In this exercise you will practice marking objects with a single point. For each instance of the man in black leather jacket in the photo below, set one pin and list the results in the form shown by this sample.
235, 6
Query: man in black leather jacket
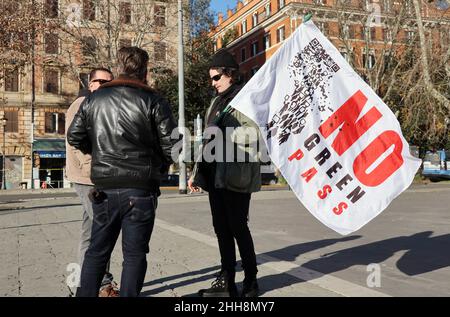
126, 127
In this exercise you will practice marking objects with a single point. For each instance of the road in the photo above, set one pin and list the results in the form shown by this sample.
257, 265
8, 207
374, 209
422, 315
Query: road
402, 252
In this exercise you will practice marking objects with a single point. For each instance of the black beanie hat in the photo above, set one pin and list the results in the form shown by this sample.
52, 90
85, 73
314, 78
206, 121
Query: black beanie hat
223, 59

What the exercise asks → The answer is a portion of the data. Write out exactly the line with "Query: road" and all lines after it.

Problem solution →
Query: road
402, 252
In this exercise you will practice marking objects with a single point. For each instance of the black beanie hat in the photo above, set one pin and list the results in the form shown by this sample.
52, 90
85, 73
314, 78
206, 121
Query: black beanie hat
223, 59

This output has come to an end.